**Provided information**
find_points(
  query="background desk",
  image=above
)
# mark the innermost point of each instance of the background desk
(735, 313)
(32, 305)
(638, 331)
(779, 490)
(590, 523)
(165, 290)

**Problem details**
Reproduce each line of the records above verbatim, from the first line to the last.

**Answer for the task**
find_points(
  query="background desk",
  image=above
)
# mark the innermost point of each instance of the background desk
(735, 313)
(32, 305)
(638, 331)
(779, 490)
(590, 523)
(165, 290)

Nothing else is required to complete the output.